Исходный текст:
==============================

Я использую библиотеку pandas_dedupe. Я получаю эту ошибку, когда пытаюсь запустить на машине Windows, но этот же код отлично работает на Ma c.
import pandas as pd
import pandas_dedupe as pdd
df=pd.read_csv('sample.csv')
df=pdd.dedupe_dataframe(df,['firstname','lastname','gender','zipcode','address'])
df.to_csv('sample_deduped.csv')
df=df[df['cluster id'].isnull() | ~df[df['cluster id'].notnull()].duplicated(subset='cluster id',keep='first')]
df.to_csv('sample_deuped_removed.csv')
Вот журналы на случай, если вы захотите взглянуть :
Traceback (most recent call last):
File "C:/Users/vikas.mittal/Desktop/python projects/untitled2/deduplication.py", line 10, in <module>
df=pdd.dedupe_dataframe(df,['firstname','lastname','gender','zipcode','address'])
File "C:\Users\vikas.mittal\Desktop\python projects\untitled2\venv\lib\site-packages\pandas_dedupe\dedupe_dataframe.py", line 213, in dedupe_dataframe
sample_size)
File "C:\Users\vikas.mittal\Desktop\python projects\untitled2\venv\lib\site-packages\pandas_dedupe\dedupe_dataframe.py", line 72, in _train
dedupe.consoleLabel(deduper)
File "C:\Users\vikas.mittal\Desktop\python projects\untitled2\venv\lib\site-packages\dedupe\convenience.py", line 36, in consoleLabel
uncertain_pairs = deduper.uncertainPairs()
File "C:\Users\vikas.mittal\Desktop\python projects\untitled2\venv\lib\site-packages\dedupe\api.py", line 714, in uncertainPairs
return self.active_learner.pop()
File "C:\Users\vikas.mittal\Desktop\python projects\untitled2\venv\lib\site-packages\dedupe\labeler.py", line 323, in pop
raise IndexError("No more unlabeled examples to label")
IndexError: No more unlabeled examples to label
Process finished with exit code 1

==============================

Задание 1: Определите, соответствуют ли исходному тексту утверждения (a), (b) и (c). Для каждого ответьте «да» или «нет» и приведите решающие слова текста в точной цитате. (a) Автор использует библиотеку pandas_dedupe. (b) На машине Windows код работает без ошибок. (c) Процесс завершился с кодом выхода 0.
Задание 2: Замените в исходном тексте «sample.csv» на «data.csv» и приведите фрагмент от слов «import pandas as» до слов «df.to_csv('sample_deduped.csv')».
Задание 3: Какое исключение и с каким сообщением указано в последней строке трассировки в исходном тексте?

Предоставленные записи:

==============================

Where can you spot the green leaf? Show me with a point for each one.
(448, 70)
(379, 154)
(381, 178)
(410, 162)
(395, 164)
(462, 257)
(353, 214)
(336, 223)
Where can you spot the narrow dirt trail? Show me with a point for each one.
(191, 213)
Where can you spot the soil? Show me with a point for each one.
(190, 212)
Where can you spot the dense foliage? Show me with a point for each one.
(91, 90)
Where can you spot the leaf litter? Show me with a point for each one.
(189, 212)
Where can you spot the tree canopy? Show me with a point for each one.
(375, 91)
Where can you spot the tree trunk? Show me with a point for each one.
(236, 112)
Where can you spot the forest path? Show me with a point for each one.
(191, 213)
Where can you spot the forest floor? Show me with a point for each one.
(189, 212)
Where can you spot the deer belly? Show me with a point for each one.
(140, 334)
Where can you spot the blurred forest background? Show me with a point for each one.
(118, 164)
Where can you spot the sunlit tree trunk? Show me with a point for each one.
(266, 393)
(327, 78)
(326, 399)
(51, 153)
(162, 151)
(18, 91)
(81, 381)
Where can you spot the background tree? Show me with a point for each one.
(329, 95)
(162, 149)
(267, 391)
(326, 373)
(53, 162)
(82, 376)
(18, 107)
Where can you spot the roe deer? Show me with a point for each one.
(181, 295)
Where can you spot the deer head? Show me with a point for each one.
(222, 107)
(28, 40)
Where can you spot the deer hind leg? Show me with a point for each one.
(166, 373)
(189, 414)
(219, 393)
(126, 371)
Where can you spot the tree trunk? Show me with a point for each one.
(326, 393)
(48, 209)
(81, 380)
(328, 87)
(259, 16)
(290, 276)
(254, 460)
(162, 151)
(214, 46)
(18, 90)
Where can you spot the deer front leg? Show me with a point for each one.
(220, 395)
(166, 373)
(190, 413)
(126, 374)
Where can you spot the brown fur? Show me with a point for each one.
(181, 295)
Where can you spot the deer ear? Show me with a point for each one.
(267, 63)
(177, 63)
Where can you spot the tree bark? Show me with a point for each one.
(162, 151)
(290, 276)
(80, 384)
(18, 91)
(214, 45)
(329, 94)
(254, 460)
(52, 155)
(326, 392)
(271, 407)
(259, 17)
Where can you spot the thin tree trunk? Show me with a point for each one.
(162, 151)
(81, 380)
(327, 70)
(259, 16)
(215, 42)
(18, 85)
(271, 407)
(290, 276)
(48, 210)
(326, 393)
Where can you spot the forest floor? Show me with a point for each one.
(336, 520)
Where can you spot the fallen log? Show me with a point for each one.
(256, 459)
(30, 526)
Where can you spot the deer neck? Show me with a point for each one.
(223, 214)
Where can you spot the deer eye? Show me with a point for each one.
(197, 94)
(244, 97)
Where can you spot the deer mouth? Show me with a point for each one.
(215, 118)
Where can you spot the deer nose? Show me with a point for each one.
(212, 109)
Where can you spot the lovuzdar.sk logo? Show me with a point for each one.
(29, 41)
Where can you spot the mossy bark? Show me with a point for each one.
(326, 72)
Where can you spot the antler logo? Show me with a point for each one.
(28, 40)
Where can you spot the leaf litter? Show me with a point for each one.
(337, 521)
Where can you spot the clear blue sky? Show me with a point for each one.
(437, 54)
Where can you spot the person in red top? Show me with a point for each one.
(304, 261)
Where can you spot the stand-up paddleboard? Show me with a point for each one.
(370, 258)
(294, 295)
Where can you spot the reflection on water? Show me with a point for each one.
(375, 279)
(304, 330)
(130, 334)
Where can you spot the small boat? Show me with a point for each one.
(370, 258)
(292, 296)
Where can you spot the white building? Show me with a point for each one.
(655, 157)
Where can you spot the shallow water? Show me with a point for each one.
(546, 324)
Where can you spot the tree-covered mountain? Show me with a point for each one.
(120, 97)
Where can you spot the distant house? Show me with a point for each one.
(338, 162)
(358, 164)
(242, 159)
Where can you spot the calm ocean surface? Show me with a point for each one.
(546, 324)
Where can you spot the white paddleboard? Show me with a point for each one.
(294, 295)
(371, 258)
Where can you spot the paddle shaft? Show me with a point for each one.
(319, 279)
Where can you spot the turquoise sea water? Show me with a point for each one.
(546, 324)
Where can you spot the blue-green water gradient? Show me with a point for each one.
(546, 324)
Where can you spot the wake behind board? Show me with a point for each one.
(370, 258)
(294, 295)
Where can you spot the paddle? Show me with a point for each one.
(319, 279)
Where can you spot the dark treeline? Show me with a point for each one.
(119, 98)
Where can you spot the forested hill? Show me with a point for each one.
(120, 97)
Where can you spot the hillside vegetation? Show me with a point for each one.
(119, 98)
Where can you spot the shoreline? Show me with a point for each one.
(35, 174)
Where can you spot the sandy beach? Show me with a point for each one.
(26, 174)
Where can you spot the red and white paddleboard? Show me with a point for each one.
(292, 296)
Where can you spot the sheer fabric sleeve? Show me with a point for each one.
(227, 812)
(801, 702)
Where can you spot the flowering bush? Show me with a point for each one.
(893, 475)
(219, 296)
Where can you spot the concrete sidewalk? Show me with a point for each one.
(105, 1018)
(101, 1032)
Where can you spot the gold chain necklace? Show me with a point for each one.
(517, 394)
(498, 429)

==============================

Ответ 1:
(a) Да: «Я использую библиотеку pandas_dedupe.»
(b) Нет: «Я получаю эту ошибку, когда пытаюсь запустить на машине Windows»
(c) Нет: «Process finished with exit code 1»

Ответ 2:
import pandas as pd
import pandas_dedupe as pdd
df=pd.read_csv('data.csv')
df=pdd.dedupe_dataframe(df,['firstname','lastname','gender','zipcode','address'])
df.to_csv('sample_deduped.csv')

Ответ 3: IndexError с сообщением «No more unlabeled examples to label».